# Yapılacak iş 1:
Kalp hızı değişkenliği metninden "Desteklenen en önemli" sözlerinden "etkisi ortaya koyulmuştur." sözlerine kadar olan kısmı hiç değiştirmeden yazın.
# Yapılacak iş 2:
Kalp hızı değişkenliği metnini kaldığı yerden devam ettirin.

# Verilen metin:
——

KALP HIZI DEĞİŞKENLİĞİ HANGİ HASTALIKLARDA ETKİLİDİR?
Astım ve irritable bağırsak sendromu gibi çok çeşitli hastalıklar bu kardiyorespiratuar geribildirim eğitimine cevap verdiği ortaya çıkmıştır. Astım ve irritable bağırsak sendromu yanısıra sickling vomiting sendrom tekrarlayan karın ağrıları, fibromiyalji, kas romatizması, boyun fıtığı ve bel fıtığına bağlı boyun ve bel ağrıları, omuz, dirsek, diz, kalça ağrıları, kardiyak rehabilitasyon, hipertansiyon, kronik yaygın kas ağrıları, gebelikte oluşan hipertansiyon, depresyon, anksiyete, uykusuzluk gibi pek çok hastalıkta etkili olabilir.
KALP HIZI DEĞİŞİKLİĞİ BİOFEEDBACK TERAPİSİ NASIL ETKİ EDER?
Desteklenen en önemli mekanizma baroreseptör homeostazi güçlendirilmesidir. Son zamanlarda vagal afferent yolun, beynin ön kortikal bölgesine yani frontal bölgesine olan etkisi ortaya koyulmuştur.

——

# Verilen kayıtlar:

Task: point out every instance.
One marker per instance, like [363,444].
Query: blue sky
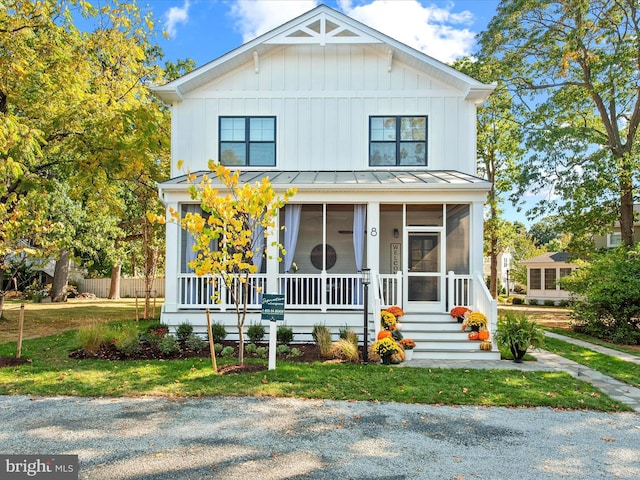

——

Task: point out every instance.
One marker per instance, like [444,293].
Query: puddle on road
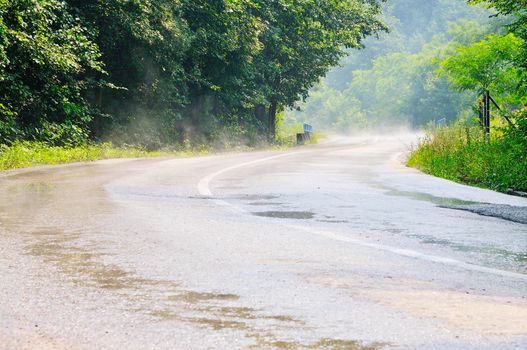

——

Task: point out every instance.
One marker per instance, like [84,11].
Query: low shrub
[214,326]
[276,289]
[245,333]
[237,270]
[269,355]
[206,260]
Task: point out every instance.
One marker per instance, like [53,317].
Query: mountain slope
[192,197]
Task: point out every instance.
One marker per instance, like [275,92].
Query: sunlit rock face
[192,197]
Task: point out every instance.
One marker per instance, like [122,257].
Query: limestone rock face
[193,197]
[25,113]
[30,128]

——

# Yazılı cevap 1:
Desteklenen en önemli mekanizma baroreseptör homeostazi güçlendirilmesidir. Son zamanlarda vagal afferent yolun, beynin ön kortikal bölgesine yani frontal bölgesine olan etkisi ortaya koyulmuştur.

# Yazılı cevap 2:
1990'larda Lehrer ve arkadaşları kardiyorespiratuar müdahale şeklini denemeye başlamıştır ve bunu solunum sinüs aritmisi, kalp hızı değişkenliği biofeedback ve rezonans frekans geri bildirimi olarak tanımlamıştır.
Katılımcılar yavaş nefes alma manevraları ile solunum sinüs aritmisini maksimuma çıkarmaya ve sinüs dalgası benzeri bir eğri oluşturmaya ve solunum sinüs aritmisini, kalp atış hızı desenleri ile eşleştirmeye çalışır. Kalp atış hızı nefes alma sırasında artar, nefes verme sırasında azalır. Solunum sinüs aritmisi bu döngü sırasında oluşan kardiyolojik bir durumdur.